STATED EXERCISE: Rewrite every line of the data starting at the line that contains "Labeling job #4072 — target category: black" and ending at the line that contains "[0,87,417,626]", both included, and offset each bounding-box coordinate by adding 128. Give only those lines.

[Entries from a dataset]
╭──
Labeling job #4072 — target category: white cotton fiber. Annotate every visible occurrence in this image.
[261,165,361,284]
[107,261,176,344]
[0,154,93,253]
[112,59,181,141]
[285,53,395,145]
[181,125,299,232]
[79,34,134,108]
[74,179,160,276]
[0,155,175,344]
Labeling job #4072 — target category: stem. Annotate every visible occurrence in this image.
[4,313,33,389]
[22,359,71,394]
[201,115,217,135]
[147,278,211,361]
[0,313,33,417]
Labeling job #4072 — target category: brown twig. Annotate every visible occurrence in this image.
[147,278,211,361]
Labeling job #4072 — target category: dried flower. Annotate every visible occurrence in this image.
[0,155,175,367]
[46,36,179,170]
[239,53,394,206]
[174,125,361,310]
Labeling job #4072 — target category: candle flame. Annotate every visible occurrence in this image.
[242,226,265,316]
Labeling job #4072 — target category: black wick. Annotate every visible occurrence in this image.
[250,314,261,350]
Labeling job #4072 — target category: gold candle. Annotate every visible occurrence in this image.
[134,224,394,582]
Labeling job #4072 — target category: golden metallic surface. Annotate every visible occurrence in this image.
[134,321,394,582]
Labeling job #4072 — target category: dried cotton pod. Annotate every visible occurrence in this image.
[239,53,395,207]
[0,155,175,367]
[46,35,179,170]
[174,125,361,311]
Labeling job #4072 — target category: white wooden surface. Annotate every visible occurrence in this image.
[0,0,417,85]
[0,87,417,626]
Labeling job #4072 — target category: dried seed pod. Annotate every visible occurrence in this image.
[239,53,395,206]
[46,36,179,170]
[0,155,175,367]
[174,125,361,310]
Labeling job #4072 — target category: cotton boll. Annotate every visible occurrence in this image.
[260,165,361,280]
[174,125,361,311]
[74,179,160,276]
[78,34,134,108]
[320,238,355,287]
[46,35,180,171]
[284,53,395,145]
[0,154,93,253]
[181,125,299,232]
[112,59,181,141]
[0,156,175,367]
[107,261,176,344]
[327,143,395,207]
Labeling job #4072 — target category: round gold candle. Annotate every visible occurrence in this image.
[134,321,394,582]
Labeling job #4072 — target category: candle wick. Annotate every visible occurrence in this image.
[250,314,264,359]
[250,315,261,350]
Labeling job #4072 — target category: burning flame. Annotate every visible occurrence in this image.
╰──
ANSWER TO THIS PROBLEM:
Labeling job #4072 — target category: black wick. Annotate every visible occurrence in this image.
[378,442,389,478]
Labeling job #4072 — target category: gold candle. Annotate every visible occurrence in this image.
[262,352,522,710]
Labeling job #4072 — target category: golden metallic surface. Annotate every visible occurrence in this image.
[262,449,522,710]
Labeling job #4072 — target category: dried cotton pod. Annotate every visible occurrence in this image.
[367,181,523,335]
[128,283,303,495]
[174,163,307,298]
[302,253,489,439]
Labeling job #4072 — target category: white wooden surface. Annotate every visible occurrence in this image.
[128,128,545,213]
[128,215,545,754]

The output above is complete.